Extract to read
☆ ☆ ☆ ☆ ☆

God Eater 3 (Review)

Source: Cashmoneys
Price: £46.49
Where To Get It: Steam

The God Eater series has always been an interesting one, even if aspects of that interest are more akin to watching a trainwreck than anything else (HI ROMEO, YOU SKEEVY ASS.) A series in the relatively small genre that is Monster Hunting (Wandering through limited arenas, hunting monsters, collecting items, and crafting better weapons so you don’t get stomped by the latest monster), God Eater has also been known for dramatically pulling the rug out from under its characters time and time again.

Combat is bombastic, chaotic, sometimes hard to parse, and finicky at times… But hot-damn, do I love a lot of it.

So… It’s actually been a pleasant relief to see the first three acts have mostly been an upward arc, narratively, from child-soldiers imprisoned and experimented on, to valuable members of a crew. I know there’s a rug pull incoming, but it wasn’t the one I was expecting, and I’m glad of that.

Okay, so, a little narrative backgrounder: God Eater is a monster hunting game where, essentially, Mother Earth has gotten so tired of Humanity’s shit, she decided to try and evolve them out of existence with the Aragami, horrific monsters that were, at least in the first game, originally human, but changed into various monsters. Humanity, somehow, has survived through at least two apocalyptic events (At least partly self inflicted), but things are grimmer than ever, with Fenrir (the organisation of the previous two games) mostly destroyed, and Gleipnir (No, not Sleipnir, totally not going with a Ragnarok themed naming, why would you think that?) being the “big” organisation this time. You can tell things are bad, because not only are the Aragami going Gray Goo on everything (the Ash Storms, and, theoretically… the totally-not-going-to-happen Ash Tempest), they’ve evolved again. Cue our protagonist, and their friends.

That’s me in the mid-ground. You may be wondering how I got here…

While I have not been able to get as far as I would like in God Eater 3 (The pressures of reviewing, sadly, wait for nobody it seems), I already have a pretty good idea of how the game has improved, how it’s added things, and how its writing seems to be on upward progression from the last outings. Some things remain, annoyingly, a bit of a problem, such as subtitles not properly distinguishing themselves from the background, the fact that, as a Monster Hunter type game, there are a lot of buttons and button combos, so a controller is heavily recommended (both controller and keyboard/mouse can be redefined, but, as mentioned, a lot of buttons), and step attacks, especially the new Burst Art step attacks, remain a pain in the arse to land properly (Locking on doesn’t help that much.) Mook missions remain mook missions, you will end up grinding earlier missions for upgrade materials and money (especially if you want to experience all the weaponry), and some enemy types remain more annoying than others. Specifically shielders, flyers, and ranged-focused enemies (Of which there is at least one who represents all three in Rank 3.)

☆ ☆ ☆ ☆ ☆

Extracted data
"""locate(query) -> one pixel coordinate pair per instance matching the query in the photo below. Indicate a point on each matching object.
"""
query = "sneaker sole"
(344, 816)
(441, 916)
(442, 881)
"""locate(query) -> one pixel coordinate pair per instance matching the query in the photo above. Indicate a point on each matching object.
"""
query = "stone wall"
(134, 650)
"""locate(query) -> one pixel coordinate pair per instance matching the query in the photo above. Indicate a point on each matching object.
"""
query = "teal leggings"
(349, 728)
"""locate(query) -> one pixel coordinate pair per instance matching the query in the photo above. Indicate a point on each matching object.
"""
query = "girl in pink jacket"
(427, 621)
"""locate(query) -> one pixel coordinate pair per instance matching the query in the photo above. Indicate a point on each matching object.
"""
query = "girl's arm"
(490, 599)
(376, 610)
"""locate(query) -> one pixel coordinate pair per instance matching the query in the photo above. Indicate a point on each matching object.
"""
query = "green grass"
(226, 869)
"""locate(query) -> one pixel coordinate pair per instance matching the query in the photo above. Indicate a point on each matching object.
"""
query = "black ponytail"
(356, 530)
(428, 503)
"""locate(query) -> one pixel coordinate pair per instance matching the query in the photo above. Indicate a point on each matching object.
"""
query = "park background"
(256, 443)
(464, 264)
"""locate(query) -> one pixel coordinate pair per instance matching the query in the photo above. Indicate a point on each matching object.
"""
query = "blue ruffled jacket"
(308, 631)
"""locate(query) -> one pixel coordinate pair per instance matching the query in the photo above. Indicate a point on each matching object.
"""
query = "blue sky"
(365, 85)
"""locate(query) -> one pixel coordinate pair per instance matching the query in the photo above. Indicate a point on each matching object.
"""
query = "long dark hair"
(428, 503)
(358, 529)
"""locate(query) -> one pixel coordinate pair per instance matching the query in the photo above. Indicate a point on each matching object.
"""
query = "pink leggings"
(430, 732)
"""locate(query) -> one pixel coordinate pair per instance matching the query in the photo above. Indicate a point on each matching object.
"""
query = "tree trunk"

☆ ☆ ☆ ☆ ☆

Exercise instructions
(a) Decide whether each statement agrees with the God Eater 3 review. Answer yes or no, and quote the words of the review that settle it.
(i) The reviewer advises playing with a controller.
(ii) Fenrir is the "big" organization in this game.
(iii) The reviewer got as far into the game as intended.
(b) According to the God Eater 3 review, where can the game be obtained?
(c) Reproduce word for word a passage of the God Eater 3 review. Begin at the words "Source: Cashmoneys" and end after "and time again.".
The records play no part in what follows.

Answers to this exercise
(a)
(i) Yes: "so a controller is heavily recommended"
(ii) No: "Gleipnir (No, not Sleipnir, totally not going with a Ragnarok themed naming, why would you think that?) being the “big” organisation this time"
(iii) No: "While I have not been able to get as far as I would like in God Eater 3"

(b) Steam.

(c)
Source: Cashmoneys
Price: £46.49
Where To Get It: Steam

The God Eater series has always been an interesting one, even if aspects of that interest are more akin to watching a trainwreck than anything else (HI ROMEO, YOU SKEEVY ASS.) A series in the relatively small genre that is Monster Hunting (Wandering through limited arenas, hunting monsters, collecting items, and crafting better weapons so you don’t get stomped by the latest monster), God Eater has also been known for dramatically pulling the rug out from under its characters time and time again.